Prompt -> From the entries below, count every line that contains the word "query". Please give the number and nothing else.
___
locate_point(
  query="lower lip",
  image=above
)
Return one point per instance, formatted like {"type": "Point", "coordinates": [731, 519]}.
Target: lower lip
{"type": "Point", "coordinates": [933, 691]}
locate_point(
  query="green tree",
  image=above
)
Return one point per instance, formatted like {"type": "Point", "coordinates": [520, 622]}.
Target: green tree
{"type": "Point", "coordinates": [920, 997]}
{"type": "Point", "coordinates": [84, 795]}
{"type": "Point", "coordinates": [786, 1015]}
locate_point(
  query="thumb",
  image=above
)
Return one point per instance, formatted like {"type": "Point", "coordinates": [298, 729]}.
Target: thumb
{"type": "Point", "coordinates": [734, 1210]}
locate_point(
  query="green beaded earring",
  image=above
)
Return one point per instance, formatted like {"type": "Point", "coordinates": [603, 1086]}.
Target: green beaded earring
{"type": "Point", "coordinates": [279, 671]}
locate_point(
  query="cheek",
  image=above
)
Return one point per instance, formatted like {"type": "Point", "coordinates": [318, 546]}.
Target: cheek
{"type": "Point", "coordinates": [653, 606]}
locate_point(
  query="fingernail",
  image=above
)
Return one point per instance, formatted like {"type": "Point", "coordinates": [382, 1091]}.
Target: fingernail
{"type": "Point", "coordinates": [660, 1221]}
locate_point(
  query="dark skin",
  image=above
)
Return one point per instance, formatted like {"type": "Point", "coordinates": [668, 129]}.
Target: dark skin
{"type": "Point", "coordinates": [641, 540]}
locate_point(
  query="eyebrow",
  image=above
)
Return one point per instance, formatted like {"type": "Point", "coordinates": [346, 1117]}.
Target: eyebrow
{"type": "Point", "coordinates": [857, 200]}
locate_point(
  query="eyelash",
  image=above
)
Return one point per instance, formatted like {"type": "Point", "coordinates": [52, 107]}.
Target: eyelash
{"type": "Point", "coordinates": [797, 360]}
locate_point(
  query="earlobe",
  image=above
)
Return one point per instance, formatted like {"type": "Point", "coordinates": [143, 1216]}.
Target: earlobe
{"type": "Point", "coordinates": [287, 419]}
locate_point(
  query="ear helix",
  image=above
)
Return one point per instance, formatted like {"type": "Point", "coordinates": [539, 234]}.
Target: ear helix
___
Exercise output -> 11